Text segment:
Skip to content

ulsdevteam/drupal-archivesspace

Repository files navigation

ArchivesSpace-to-Drupal Integration

This module, archivesspace (lower-case), is a series of Drupal modules for harvesting data from an ArchivesSpace (mixed-case) instance for public display. Note, this module may also be referred to as "AS→D" for convenience to disambiguate it from the ArchivesSpace software. It extends the Drupal core Migrate API with plugins, provides sensible defaults for displaying ArchivesSpace resources in Drupal and all of the usual Drupal content and website management tools. AS→D closely tracks and is designed to be used with the modern Islandora.

A few possible use cases include:

  • Using Drupal Views to build glossary displays, user-configurable sorting,
  • Optionally deploying with Search API with Apache SOLR to provide a configurable and granular control over search results
  • Building custom reports, logs, and user analytics
  • Developing customized "Omeka-like" online exhibitions of archival material
  • Researcher annotations, user-administered "favorites", save-for-later carts
  • Managing research requests
  • Mapping archival records

Changes can be made in real time or asynchronously in batches during cron run. Once ArchivesSpace records are consumed by Drupal, they can be further enriched with NISO-defined metadata, published in a customizable discovery theme layer, and published in web service formats for consumption by other resources.

The base module provides can be used as a stand-alone for developers to make their own integrations with ArchivesSpace but a few sub-modules are available to give starting-points for migrating records from ArchivesSpace into Drupal.

Pre-history

The original ArchivesSpace/Drupal Integration project is a began in 2014 as a Kress Foundation-funded suite of Drupal 7 modules to support cataloging and discovery at the American Academy in Rome. The project extends several Drupal modules including RESTClient, Web Service Data, and custom code to request ArchivesSpace JSON objects and pipe them into Drupal entities. These entities can then be formatted, manipulated, and indexed via traditional Drupal methods (Views, Solr, Elastic Search, etc.). The original project is monitored and updated for maintenance fixes only. No new features will be considered or added.

Instead, this project provides an entirely new suite of Drupal modules for Drupal 8 and beyond that adhere to PSR coding standards and module development best practices in order to release this suite to both ArchivesSpace and Drupal developer communities.

Quick Start Guide

  1. Install the module
    • Install via composer (composer require drupal/archivesspace) OR
    • Install manually
      1. Ensure all the dependencies are installed.
      2. Save the module to your Drupal site's modules directory.
  2. If using the configuration submodules:
    1. Use composer to install the other modules suggested by composer when requiring archivesspace. E.g. composer require drupal/title_length drupal/address.
    2. Configure title_length for node titles. Drupal's titles aren't very long while ArchivesSpace display strings can be much longer. See details in the "Drupal Title Field" section below, but to get started quickly for testing, add $settings['node_title_length_chars'] = 16000; to your settings.php file before enabling the node_title_length module.
    3. Enable the appropriate submodule for your site (i.e. either with Islandora or without). E.g. drush en -y archivesspace_defaults if not using Islandora OR drush en -y archivesspace_islandora_defaults to use with Islandora. Note: you may uninstall the sub-module after enabling it and the configurations will remain; just leave the base archivesspace module enabled.

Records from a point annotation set
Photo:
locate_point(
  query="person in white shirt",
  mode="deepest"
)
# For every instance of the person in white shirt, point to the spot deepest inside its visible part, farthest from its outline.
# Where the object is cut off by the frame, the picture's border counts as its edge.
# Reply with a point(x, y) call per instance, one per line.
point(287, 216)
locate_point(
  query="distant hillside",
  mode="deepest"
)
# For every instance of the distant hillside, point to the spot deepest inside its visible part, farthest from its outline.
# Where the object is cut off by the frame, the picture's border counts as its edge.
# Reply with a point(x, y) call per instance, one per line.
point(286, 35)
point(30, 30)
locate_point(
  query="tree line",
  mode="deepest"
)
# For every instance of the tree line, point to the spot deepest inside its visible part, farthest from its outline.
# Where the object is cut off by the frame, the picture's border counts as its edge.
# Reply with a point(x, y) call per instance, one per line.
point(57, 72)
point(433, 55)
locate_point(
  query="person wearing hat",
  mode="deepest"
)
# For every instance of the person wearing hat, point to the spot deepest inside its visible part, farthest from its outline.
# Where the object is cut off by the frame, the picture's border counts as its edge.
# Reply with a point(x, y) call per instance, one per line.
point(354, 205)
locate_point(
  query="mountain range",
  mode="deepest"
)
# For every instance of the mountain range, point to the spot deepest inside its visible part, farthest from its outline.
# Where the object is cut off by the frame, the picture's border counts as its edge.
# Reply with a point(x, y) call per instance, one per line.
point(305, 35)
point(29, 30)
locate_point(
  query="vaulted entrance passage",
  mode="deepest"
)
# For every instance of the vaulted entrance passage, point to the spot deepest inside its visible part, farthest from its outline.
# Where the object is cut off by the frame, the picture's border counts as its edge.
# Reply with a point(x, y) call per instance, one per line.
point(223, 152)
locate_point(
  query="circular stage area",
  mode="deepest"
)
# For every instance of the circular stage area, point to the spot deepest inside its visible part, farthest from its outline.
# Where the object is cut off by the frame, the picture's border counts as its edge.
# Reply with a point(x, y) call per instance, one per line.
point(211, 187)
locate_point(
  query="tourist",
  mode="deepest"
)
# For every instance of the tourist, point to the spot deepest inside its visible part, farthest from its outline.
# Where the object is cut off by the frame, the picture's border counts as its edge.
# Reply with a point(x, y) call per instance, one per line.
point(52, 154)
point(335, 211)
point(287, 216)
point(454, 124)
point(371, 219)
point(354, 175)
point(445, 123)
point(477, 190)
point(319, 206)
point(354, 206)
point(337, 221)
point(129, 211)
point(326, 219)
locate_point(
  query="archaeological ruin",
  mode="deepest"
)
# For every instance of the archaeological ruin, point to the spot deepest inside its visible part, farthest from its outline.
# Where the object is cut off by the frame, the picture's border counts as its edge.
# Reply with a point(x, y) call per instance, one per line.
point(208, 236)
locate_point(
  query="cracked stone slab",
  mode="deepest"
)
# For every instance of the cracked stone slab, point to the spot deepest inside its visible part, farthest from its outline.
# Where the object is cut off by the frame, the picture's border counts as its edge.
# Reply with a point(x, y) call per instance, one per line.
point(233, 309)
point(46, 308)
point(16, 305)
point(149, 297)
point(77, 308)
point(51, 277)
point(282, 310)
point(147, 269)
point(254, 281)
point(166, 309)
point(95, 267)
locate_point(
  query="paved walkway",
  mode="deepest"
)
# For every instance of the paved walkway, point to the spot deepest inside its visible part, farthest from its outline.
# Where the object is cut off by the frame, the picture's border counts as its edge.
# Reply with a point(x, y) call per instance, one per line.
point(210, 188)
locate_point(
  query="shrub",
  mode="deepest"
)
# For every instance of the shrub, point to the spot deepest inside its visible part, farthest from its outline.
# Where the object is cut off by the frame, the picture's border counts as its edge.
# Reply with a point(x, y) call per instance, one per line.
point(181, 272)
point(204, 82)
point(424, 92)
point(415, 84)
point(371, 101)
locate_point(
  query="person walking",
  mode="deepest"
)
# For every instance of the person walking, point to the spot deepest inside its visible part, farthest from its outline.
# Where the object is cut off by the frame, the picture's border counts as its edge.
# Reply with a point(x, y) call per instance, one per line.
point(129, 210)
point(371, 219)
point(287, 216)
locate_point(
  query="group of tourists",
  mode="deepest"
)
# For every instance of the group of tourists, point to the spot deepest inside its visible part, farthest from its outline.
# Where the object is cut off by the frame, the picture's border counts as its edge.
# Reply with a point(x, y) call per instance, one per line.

What is being asked:
According to the ArchivesSpace-to-Drupal module page, which institution did the original 2014 integration project support?

Final result:
The American Academy in Rome